**What to produce**
Please return every one of the rows below line for line, with each line unchanged.

**Data shown**
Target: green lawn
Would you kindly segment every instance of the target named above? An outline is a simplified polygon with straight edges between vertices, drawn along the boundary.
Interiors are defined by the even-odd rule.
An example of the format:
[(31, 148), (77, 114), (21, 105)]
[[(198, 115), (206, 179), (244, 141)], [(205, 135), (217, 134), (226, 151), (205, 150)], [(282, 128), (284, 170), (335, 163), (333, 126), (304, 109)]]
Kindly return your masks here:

**Finished answer**
Target: green lawn
Would you kindly segment every instance of the target named above? An outline is a simplified polygon with straight edges between vertices, drawn along the boundary.
Interiors are defined by the even-odd rule.
An example of the format:
[(31, 148), (77, 114), (21, 105)]
[[(198, 115), (206, 179), (244, 141)], [(205, 135), (217, 134), (226, 151), (205, 150)], [(282, 128), (284, 170), (335, 163), (333, 126), (304, 109)]]
Kindly return your masks here:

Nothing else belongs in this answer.